== Exercise goal ==
Please restate verbatim the lines that open the listing below, ending with the line in which "box: [74, 31, 81, 39]" occurs.

== Data ==

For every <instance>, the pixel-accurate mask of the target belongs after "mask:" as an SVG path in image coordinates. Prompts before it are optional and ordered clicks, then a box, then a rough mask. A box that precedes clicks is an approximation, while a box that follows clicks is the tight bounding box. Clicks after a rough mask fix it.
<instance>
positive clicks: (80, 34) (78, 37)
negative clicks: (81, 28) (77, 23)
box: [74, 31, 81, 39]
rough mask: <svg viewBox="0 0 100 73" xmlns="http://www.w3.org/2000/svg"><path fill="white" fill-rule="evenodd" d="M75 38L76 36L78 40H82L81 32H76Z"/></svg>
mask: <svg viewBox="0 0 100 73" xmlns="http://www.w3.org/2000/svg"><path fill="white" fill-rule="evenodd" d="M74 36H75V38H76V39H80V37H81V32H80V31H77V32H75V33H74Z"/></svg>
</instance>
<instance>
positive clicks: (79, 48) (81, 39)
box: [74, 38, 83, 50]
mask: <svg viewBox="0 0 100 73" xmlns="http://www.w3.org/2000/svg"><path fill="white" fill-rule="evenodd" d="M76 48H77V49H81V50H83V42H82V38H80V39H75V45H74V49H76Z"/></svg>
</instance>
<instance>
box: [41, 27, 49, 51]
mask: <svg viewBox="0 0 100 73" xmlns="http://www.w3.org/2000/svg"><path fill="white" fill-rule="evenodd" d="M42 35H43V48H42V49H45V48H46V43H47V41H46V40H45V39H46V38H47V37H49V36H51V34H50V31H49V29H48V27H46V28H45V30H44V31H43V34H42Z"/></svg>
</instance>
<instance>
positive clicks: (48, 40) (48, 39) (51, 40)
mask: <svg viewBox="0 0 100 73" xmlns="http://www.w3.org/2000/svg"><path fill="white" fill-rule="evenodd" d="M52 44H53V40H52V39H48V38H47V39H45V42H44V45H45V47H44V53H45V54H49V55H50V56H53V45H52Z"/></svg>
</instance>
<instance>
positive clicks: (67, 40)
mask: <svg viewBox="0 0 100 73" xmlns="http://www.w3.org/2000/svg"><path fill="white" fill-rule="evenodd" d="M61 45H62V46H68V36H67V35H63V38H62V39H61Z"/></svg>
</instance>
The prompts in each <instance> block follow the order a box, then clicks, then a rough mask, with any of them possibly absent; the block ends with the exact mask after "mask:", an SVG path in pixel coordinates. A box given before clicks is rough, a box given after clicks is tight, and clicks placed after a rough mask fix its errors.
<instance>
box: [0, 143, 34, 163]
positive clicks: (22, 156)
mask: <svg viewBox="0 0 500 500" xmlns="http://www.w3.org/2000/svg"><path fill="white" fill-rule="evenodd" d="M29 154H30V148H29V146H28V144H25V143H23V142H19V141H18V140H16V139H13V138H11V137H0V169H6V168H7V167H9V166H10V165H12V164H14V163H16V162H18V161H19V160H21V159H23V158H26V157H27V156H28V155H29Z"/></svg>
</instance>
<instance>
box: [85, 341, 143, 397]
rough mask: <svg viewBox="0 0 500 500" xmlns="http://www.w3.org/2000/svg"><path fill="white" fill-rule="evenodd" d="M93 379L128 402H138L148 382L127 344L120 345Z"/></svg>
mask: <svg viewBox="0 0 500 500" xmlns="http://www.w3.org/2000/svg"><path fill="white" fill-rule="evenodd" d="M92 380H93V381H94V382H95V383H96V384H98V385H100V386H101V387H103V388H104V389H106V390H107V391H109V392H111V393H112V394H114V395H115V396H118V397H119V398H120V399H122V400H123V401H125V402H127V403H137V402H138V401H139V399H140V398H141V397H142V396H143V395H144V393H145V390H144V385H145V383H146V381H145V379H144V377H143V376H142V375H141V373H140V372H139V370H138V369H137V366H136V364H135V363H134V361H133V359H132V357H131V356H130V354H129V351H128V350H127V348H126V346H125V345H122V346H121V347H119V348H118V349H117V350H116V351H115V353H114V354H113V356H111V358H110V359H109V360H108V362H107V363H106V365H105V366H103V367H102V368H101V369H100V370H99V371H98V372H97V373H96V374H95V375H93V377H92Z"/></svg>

== The completed task ==
For every <instance>, the pixel-accurate mask of the target belongs after "mask:" as an SVG path in image coordinates. Prompts before it are optional and ordered clicks, then a box, then a rough mask. A box that precedes clicks is an approximation, while a box that follows clicks is the tight bounding box. Clicks after a rough mask fix it.
<instance>
positive clicks: (80, 34) (78, 37)
negative clicks: (81, 28) (77, 23)
box: [74, 31, 81, 39]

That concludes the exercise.